- [Ziel A] Gib sämtliche Zeilen der Datensätze unverändert aus, aber lass die Bilder dabei weg.

Alternativen in der Europapolitik (4/5) Nach 30 Jahren doch noch in den EWR?

Seit dem Verhandlungsabbruch beim institutionellen Abkommen findet auch der EWR in der Schweiz wieder mehr Beachtung. Tatsächlich ist dieses Modell in wirtschaftlicher Hinsicht eine interessante Option. Dennoch nimmt der massgeschneiderte bilaterale Weg besser auf die Interessen der Schweiz Rücksicht.

 

Dieser Artikel ist der vierte Teil einer Serie über die europapolitischen Alternativen der Schweiz. Zur Übersicht 


Es war wohl jene Volksabstimmung, welche die Schweizer Europadebatte bis heute am stärksten geprägt hat: 1992 sagten 50,3% der Stimmbevölkerung Nein zum Beitritt zum Europäischen Wirtschaftsraum (EWR), bei einer rekordhohen Stimmbeteiligung. Erst zehn Jahre später gelang es, mit den Bilateralen I die Beziehungen zur EU wieder auf ein tragfähiges Fundament zu stellen. Doch seit dem Verhandlungsabbruch beim institutionellen Abkommen ist einmal mehr unklar, wie diese Beziehungen in Zukunft aussehen sollen. Ist es also nach 30 Jahren doch noch an der Zeit, dass die Schweiz dem EWR beitritt?

Eine prüfenswerte Option

Würde die Schweiz sich zu diesem Schritt entscheiden, erhielte sie grundsätzlich dieselbe rechtliche Ausgangslage wie heute Norwegen, Island und Liechtenstein. Dies bedeutet eine praktisch vollständige Integration in den EU-Binnenmarkt, was auch die komplette Übernahme des EU-Binnenmarktrechts nach sich ziehen würde. Für hiesige Unternehmen wäre damit ein hohes Mass an Rechtssicherheit und ein Ende heutiger Ungleichbehandlungen verbunden, es würden dieselben Wettbewerbsbedingungen gelten wie sonst überall im EU-Binnenmarkt. Gleichzeitig fände keine Teilnahme an der Währungsunion statt. Somit würde sich im Gegensatz zum EU-Beitritt die Diskussion erübrigen, ob die Schweiz den Euro übernehmen müsste. Ebenfalls könnte die Schweiz, im Vergleich zu den EU-Mitgliedstaaten, nach wie vor frei über ihre Aussenhandelspolitik bestimmen, also etwa eigene Freihandelsabkommen abschliessen. Zudem bedeutet eine EWR-Mitgliedschaft auch keine Teilnahme an den politischen Dimensionen der EU. Mit dem EFTA-Gerichtshof und der EFTA-Überwachungsbehörde ESA verfügt der EWR zudem über eigene Institutionen, welche sich in der Praxis bewährt haben – damit würde sich die Diskussion über die Rolle des EuGH bei Verträgen, welche die Schweiz betreffen, entschärfen. Die Schweiz hätte zudem im Rahmen des EWR ein garantiertes Mitspracherecht bei Gesetzen, welche den Binnenmarkt betreffen («decision shaping»): Sie könnte nicht, wie bei einer EU-Mitgliedschaft, über diese Gesetze mitbestimmen, würde aber dennoch näher an die Gesetzgebungsprozesse der EU rücken.

- [Material zur Aufgabe]
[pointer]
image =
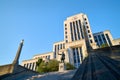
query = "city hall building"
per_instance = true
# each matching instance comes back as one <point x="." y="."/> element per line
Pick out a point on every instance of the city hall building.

- [Ziel B] Gib aus dem Artikel zum EWR-Beitritt der Schweiz den Abschnitt wortgetreu zurück, der bei „Dieser Artikel ist“ beginnt und bei „dem EWR beitritt?“ endet.

- [Endgültige Antwort A]
[pointer]
image =
query = "city hall building"
per_instance = true
# each matching instance comes back as one <point x="." y="."/> element per line
Pick out a point on every instance of the city hall building.

- [Endgültige Antwort B]
Dieser Artikel ist der vierte Teil einer Serie über die europapolitischen Alternativen der Schweiz. Zur Übersicht 


Es war wohl jene Volksabstimmung, welche die Schweizer Europadebatte bis heute am stärksten geprägt hat: 1992 sagten 50,3% der Stimmbevölkerung Nein zum Beitritt zum Europäischen Wirtschaftsraum (EWR), bei einer rekordhohen Stimmbeteiligung. Erst zehn Jahre später gelang es, mit den Bilateralen I die Beziehungen zur EU wieder auf ein tragfähiges Fundament zu stellen. Doch seit dem Verhandlungsabbruch beim institutionellen Abkommen ist einmal mehr unklar, wie diese Beziehungen in Zukunft aussehen sollen. Ist es also nach 30 Jahren doch noch an der Zeit, dass die Schweiz dem EWR beitritt?